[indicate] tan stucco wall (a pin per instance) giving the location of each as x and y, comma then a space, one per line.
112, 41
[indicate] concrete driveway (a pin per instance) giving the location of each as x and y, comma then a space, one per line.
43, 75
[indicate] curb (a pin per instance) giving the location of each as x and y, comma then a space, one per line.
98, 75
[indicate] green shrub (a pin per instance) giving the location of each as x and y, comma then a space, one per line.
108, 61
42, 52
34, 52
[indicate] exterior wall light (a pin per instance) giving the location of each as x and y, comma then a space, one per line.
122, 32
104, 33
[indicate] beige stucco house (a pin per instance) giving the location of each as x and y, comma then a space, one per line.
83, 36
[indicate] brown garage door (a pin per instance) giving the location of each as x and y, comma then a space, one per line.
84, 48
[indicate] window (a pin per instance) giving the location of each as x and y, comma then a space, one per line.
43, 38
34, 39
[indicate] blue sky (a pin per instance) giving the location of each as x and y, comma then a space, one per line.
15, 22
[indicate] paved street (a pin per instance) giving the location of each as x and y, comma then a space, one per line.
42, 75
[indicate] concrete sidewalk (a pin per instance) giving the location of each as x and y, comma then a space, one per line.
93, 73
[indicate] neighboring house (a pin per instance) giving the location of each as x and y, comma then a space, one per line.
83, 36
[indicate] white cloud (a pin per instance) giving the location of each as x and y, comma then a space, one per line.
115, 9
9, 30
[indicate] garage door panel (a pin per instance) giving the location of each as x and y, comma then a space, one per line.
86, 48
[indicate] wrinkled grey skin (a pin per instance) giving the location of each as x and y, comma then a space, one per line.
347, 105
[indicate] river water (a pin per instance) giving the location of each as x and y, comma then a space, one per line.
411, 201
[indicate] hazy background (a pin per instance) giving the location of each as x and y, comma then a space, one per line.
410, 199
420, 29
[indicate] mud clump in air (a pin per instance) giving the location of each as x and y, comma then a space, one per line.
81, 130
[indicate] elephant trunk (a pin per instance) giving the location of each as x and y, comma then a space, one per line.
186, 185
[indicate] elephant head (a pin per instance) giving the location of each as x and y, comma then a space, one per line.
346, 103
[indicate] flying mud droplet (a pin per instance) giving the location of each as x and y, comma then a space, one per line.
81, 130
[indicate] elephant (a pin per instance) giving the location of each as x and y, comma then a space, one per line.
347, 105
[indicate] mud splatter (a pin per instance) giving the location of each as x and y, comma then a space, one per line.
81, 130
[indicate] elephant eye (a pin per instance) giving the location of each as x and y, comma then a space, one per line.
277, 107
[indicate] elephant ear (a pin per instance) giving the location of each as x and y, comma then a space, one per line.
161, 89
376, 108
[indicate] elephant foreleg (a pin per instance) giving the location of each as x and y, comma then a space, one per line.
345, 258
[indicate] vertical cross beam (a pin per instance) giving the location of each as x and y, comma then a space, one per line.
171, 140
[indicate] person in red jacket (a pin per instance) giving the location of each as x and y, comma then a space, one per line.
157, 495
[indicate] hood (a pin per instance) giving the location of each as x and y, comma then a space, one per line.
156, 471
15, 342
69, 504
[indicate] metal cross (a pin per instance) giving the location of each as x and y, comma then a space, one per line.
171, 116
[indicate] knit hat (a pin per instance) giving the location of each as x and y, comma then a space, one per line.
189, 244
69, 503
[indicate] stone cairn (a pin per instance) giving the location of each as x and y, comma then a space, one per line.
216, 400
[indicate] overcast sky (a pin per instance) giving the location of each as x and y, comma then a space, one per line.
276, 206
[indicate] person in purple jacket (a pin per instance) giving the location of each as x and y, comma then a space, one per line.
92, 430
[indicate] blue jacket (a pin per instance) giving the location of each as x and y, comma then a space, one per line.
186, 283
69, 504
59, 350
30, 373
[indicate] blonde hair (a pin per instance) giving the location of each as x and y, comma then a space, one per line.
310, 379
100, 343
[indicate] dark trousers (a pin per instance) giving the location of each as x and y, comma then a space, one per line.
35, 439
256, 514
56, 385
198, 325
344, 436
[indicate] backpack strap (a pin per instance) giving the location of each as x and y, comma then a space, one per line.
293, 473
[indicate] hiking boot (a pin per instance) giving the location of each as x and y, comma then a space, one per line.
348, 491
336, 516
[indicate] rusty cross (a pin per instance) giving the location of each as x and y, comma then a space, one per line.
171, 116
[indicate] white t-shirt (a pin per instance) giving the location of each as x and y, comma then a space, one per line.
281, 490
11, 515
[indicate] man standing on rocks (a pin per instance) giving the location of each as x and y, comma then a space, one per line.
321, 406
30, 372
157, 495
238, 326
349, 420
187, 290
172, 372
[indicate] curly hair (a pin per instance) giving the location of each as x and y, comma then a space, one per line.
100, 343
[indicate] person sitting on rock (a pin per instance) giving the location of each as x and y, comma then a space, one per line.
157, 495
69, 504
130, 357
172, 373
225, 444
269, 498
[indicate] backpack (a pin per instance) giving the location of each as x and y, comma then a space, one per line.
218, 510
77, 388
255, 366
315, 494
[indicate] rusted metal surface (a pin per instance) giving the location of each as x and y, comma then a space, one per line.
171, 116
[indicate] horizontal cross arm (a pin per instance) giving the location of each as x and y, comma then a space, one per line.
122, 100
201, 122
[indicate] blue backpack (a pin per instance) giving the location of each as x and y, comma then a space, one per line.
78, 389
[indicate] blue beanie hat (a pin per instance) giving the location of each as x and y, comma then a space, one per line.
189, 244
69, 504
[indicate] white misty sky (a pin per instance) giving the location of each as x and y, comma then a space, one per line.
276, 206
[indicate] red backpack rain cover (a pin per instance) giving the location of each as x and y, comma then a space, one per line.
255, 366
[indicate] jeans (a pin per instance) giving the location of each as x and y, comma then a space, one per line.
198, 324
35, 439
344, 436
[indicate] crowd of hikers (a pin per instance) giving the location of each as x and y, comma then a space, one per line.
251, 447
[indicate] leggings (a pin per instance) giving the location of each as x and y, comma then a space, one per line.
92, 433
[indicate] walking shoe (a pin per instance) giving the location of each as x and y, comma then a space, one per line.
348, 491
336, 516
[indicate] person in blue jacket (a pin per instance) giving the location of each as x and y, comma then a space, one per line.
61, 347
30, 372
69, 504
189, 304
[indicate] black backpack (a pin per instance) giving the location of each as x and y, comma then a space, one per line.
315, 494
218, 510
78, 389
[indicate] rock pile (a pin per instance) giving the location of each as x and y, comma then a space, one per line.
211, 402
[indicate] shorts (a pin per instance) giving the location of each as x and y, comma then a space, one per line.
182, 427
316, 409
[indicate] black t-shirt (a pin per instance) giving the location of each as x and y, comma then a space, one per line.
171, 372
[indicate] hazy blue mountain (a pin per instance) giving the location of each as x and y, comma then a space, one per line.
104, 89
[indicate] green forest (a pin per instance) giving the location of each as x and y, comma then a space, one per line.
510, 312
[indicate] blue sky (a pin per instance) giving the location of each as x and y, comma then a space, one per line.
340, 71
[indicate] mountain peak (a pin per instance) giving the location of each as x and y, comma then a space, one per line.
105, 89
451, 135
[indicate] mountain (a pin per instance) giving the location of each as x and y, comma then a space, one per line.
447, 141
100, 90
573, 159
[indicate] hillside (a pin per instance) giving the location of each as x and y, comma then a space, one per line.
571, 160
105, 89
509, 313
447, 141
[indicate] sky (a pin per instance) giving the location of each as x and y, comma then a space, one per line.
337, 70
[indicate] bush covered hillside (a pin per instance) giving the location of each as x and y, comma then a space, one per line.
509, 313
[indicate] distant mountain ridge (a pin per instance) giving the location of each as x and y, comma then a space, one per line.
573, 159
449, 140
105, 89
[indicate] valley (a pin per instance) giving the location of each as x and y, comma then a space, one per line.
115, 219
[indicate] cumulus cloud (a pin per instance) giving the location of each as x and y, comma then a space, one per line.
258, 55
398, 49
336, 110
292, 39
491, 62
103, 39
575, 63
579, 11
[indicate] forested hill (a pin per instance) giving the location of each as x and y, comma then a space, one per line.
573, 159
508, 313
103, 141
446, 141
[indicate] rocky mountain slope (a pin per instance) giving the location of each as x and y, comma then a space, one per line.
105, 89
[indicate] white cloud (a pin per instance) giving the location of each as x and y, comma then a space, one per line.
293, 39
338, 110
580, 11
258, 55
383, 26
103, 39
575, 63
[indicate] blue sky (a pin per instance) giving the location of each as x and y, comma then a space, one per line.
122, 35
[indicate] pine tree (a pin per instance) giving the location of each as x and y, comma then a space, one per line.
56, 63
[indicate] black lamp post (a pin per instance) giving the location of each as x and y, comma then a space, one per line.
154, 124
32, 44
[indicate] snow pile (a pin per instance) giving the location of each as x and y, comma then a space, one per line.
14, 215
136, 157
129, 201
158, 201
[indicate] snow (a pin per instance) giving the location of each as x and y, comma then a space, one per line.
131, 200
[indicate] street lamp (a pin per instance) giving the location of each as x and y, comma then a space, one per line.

### What you have to do:
Repeat word for word each line from the one with "[indicate] mountain (a" to the end of the records above, inclusive.

### Solution:
[indicate] mountain (a pin per instance) giving the location of each as x and y, comma then a space, one per line.
447, 141
100, 90
573, 159
[indicate] hillside (a pin per instance) giving the location of each as x and y, comma then a space, one per line.
571, 160
105, 89
509, 313
447, 141
[indicate] sky (a pin per instance) giving the location of each as x and y, comma then a space, one per line.
337, 70
[indicate] bush covered hillside (a pin per instance) giving the location of each as x and y, comma then a space, one per line.
509, 313
[indicate] distant mountain ridge (a pin per instance) giving the location of each as x and y, comma then a space, one per line.
573, 159
449, 140
105, 89
[indicate] valley (a pin per instance) giving the location of each as x and y, comma then a space, one per line.
115, 219
[indicate] cumulus cloud (a pin per instance) giving the location of each as x and y, comma then a space, one per line.
258, 55
398, 49
336, 110
292, 39
491, 62
103, 39
575, 63
579, 11
[indicate] forested hill (a pin per instance) giving the location of each as x and y, comma then a space, one per line.
573, 159
508, 313
103, 141
446, 141
[indicate] rocky mountain slope (a pin per instance) giving the location of each as x and y, comma then a space, one per line.
105, 89
[indicate] white cloud (a pin per instance) giving the location of each as x and y, comma then a space, one per line.
293, 39
338, 110
580, 11
258, 55
383, 26
103, 39
575, 63
[indicate] blue sky (a pin per instance) giving the location of each as x and y, comma then a space, one per line.
122, 35
[indicate] pine tree (a pin per instance) giving the location of each as x and y, comma then a space, one per line.
56, 63
[indicate] black lamp post (a pin per instance) giving the location of each as x and y, comma then a space, one per line.
154, 124
32, 44
[indicate] snow pile (a pin per instance) giving the location of each as x and y, comma then a space, one per line.
14, 215
136, 157
129, 201
158, 201
[indicate] snow (a pin per instance) giving the location of each as x and y, comma then a space, one per line.
131, 200
[indicate] street lamp (a pin per instance) giving the location of each as x and y, comma then a space, one per line.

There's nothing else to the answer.